Masjid Al-Amin Jombang, Tempat Persembunyian Warga saat G 30 S/PKI
Senin, 13 Mei 2019 | 06:06 WIB
Jombang, NU Online
Masjid Al-Amin yang terletak di Desa Ngampungan, Kecamatan Bareng, Kabupaten Jombang, Jawa Timur pernah menjadi saksi sejarah kelam. Konon, masjid ini satu di antara masjid tertua wilayah Jombang selatan yang dibangun Kiai Amin, ulama setempat yang berasal dari Imogiri, Kabupaten Bantul, Jogjakarta.
Berdasar kisah yang dihimpun NU Online, Kiai Amin masuk di Desa Ngampungan pada tahun 1955 silam. Dua tahun setelah itu, sekitar 1957, ia mendirikan mushala dari bambu yang dulu disebut warga sebagai angkringan. Mushala itu, dipakai Kiai Amin untuk berdakwah dan menyebarkan agama Islam.
”Dulu ukurannya tak besar, sekitar 5x6 meter persegi. Terletak di ujung desa dan bagian belakang berada di pinggir sungai,’’ ujar Muhamad Muchtadi, 61, Pengasuh Pesantren Al-Amin, Senin (13/5).

▸ **Tugas Singkat 1**:
Jawablah pertanyaan berikut berdasarkan potongan dokumen tentang Masjid Al-Amin Jombang:
(a) Di desa mana Masjid Al-Amin terletak?
(b) Dari mana Kiai Amin berasal?
(c) Pada tahun berapa Kiai Amin masuk ke Desa Ngampungan?
Potongan dokumen di atas dan baris-baris sesudahnya diambil dari sumber yang berlainan.

▸ **Entri Hasil Ekstraksi**:
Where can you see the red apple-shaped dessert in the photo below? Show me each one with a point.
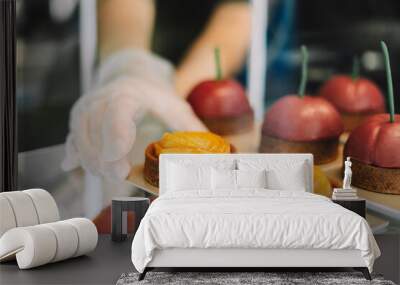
(374, 148)
(222, 104)
(302, 124)
(354, 97)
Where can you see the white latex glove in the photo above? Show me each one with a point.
(103, 122)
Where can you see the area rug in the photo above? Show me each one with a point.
(243, 278)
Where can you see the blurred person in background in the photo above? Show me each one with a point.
(139, 42)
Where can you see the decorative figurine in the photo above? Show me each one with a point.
(347, 174)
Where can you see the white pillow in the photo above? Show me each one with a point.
(188, 177)
(251, 178)
(223, 179)
(281, 175)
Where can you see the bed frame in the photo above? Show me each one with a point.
(246, 259)
(260, 259)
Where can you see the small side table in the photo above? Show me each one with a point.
(119, 215)
(357, 206)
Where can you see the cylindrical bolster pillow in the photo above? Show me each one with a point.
(7, 218)
(37, 245)
(87, 234)
(26, 208)
(46, 207)
(23, 208)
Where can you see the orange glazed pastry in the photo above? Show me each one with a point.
(181, 142)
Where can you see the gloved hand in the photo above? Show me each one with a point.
(103, 121)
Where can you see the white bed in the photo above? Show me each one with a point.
(249, 227)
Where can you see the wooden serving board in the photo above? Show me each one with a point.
(137, 179)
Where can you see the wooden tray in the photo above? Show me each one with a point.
(136, 178)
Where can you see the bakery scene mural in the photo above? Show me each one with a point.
(105, 88)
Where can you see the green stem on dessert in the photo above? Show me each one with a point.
(304, 71)
(218, 69)
(389, 80)
(355, 73)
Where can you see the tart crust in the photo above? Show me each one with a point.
(230, 125)
(150, 171)
(375, 178)
(324, 151)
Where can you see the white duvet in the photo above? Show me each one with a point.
(250, 219)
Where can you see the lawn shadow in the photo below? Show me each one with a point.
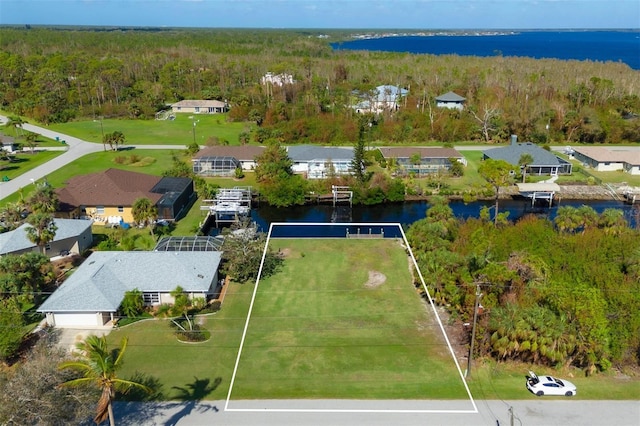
(190, 395)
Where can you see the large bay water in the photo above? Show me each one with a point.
(601, 46)
(403, 213)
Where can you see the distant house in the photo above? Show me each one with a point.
(382, 98)
(107, 197)
(92, 295)
(224, 160)
(422, 160)
(450, 100)
(607, 160)
(544, 162)
(9, 144)
(277, 79)
(315, 162)
(73, 236)
(200, 106)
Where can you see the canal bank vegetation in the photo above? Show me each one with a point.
(562, 294)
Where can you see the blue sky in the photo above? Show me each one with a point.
(375, 14)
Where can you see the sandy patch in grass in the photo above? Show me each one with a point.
(376, 279)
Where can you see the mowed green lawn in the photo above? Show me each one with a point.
(158, 132)
(322, 328)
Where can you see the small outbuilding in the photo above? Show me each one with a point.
(73, 236)
(92, 295)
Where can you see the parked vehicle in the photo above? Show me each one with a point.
(548, 385)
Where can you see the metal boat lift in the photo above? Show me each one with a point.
(538, 191)
(230, 205)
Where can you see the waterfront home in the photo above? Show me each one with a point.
(544, 162)
(200, 106)
(317, 162)
(107, 197)
(450, 100)
(224, 160)
(92, 295)
(421, 160)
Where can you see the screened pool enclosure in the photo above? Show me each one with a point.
(215, 166)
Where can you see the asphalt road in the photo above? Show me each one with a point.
(75, 148)
(542, 412)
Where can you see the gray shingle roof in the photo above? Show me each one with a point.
(302, 153)
(17, 239)
(99, 284)
(450, 97)
(511, 154)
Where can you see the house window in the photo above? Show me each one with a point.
(151, 298)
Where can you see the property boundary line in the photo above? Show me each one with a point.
(328, 410)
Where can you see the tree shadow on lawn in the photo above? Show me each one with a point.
(141, 406)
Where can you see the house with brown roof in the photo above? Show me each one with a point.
(607, 160)
(422, 160)
(224, 160)
(200, 106)
(107, 197)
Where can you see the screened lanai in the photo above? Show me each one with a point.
(216, 166)
(201, 243)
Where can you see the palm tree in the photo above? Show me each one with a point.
(523, 162)
(144, 212)
(42, 230)
(98, 366)
(16, 122)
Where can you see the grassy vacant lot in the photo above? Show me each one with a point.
(158, 132)
(342, 320)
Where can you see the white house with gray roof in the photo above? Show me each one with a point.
(544, 162)
(91, 296)
(73, 236)
(450, 100)
(317, 162)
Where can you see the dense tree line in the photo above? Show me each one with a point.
(55, 75)
(561, 294)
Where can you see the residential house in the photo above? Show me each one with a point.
(607, 160)
(316, 162)
(382, 98)
(420, 160)
(92, 295)
(107, 197)
(544, 162)
(224, 160)
(277, 79)
(450, 100)
(200, 106)
(73, 236)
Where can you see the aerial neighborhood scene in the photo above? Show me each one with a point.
(227, 213)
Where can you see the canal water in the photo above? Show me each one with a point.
(404, 213)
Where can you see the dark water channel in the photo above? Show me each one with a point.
(403, 213)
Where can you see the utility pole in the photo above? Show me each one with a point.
(473, 330)
(194, 131)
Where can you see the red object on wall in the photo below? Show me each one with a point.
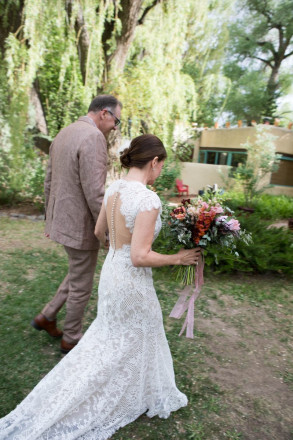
(181, 187)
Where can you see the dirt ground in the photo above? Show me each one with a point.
(248, 361)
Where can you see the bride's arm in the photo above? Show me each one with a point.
(101, 229)
(142, 237)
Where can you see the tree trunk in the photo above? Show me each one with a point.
(129, 16)
(10, 21)
(83, 39)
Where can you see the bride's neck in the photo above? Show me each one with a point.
(139, 175)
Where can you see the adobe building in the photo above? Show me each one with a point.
(217, 150)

▸ **Tugas Singkat 2**: Kembalikan setiap baris yang memuat kata "pillow", dengan memperhatikan perbedaan huruf besar dan kecil.

▸ **Hasil Tugas 1**:
(a) Desa Ngampungan, Kecamatan Bareng, Kabupaten Jombang, Jawa Timur.
(b) Imogiri, Kabupaten Bantul, Jogjakarta.
(c) Tahun 1955.

▸ **Hasil Tugas 2**:
Where can you see the white pillow in the photo above? Show me each one with a point.
Where can you see the cylindrical bolster pillow in the photo above? Show me each one with a point.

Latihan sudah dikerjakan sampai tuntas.